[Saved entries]
-*-*-

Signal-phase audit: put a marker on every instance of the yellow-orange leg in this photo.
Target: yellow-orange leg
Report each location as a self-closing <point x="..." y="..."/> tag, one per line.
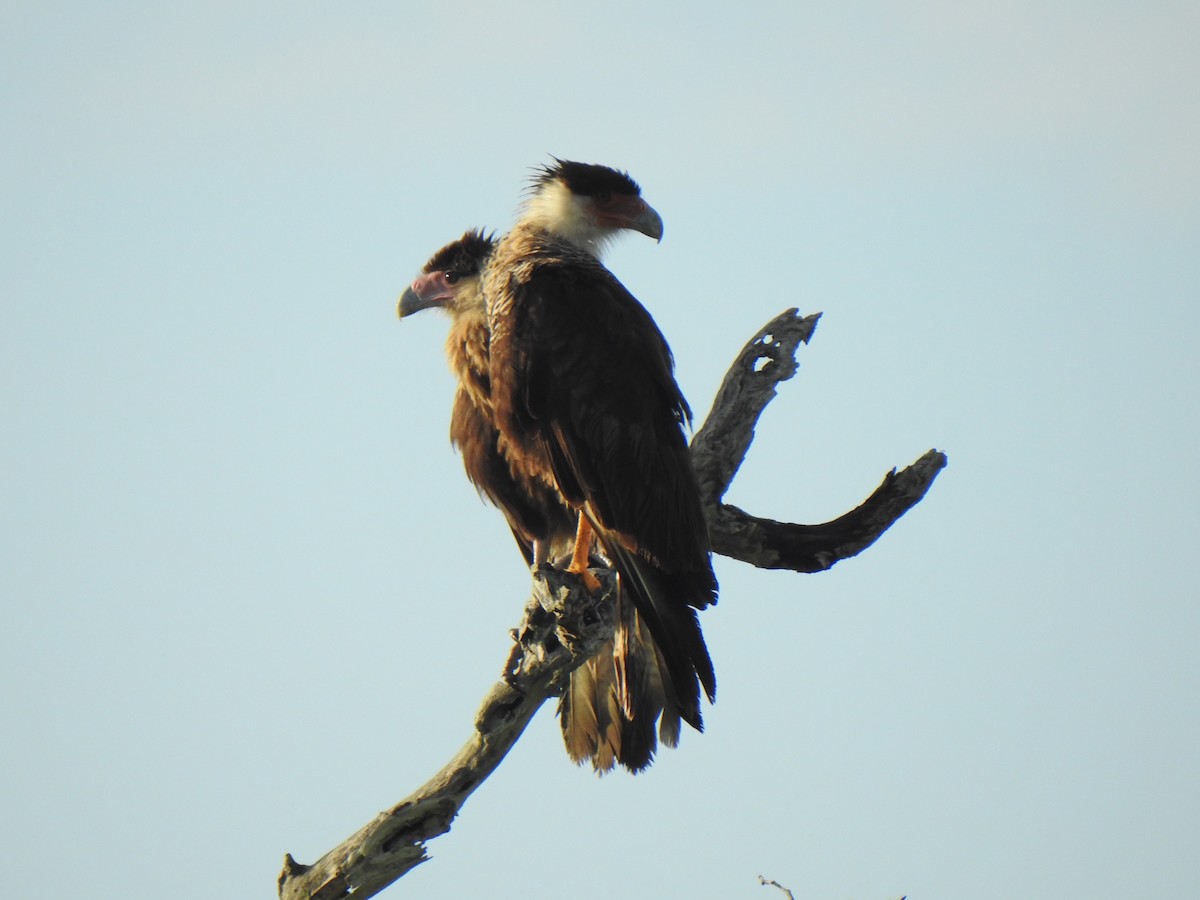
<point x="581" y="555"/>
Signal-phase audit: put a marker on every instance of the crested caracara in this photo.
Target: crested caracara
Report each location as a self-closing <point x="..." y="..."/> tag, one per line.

-*-*-

- [Work to do]: Print the entries above exactly, taking out only the pictures.

- [Full solution]:
Signal-phase audit: put a marker on every instance of the yellow-orange leg in this photo.
Target: yellow-orange leg
Report each location as a self-closing <point x="..." y="..."/> tag, one per line.
<point x="581" y="555"/>
Signal-phase audit: put a marker on every instance of the crested caracara in this photo.
Target: crested caracara
Report each location as a self-closing <point x="..." y="..."/> tag, one per line.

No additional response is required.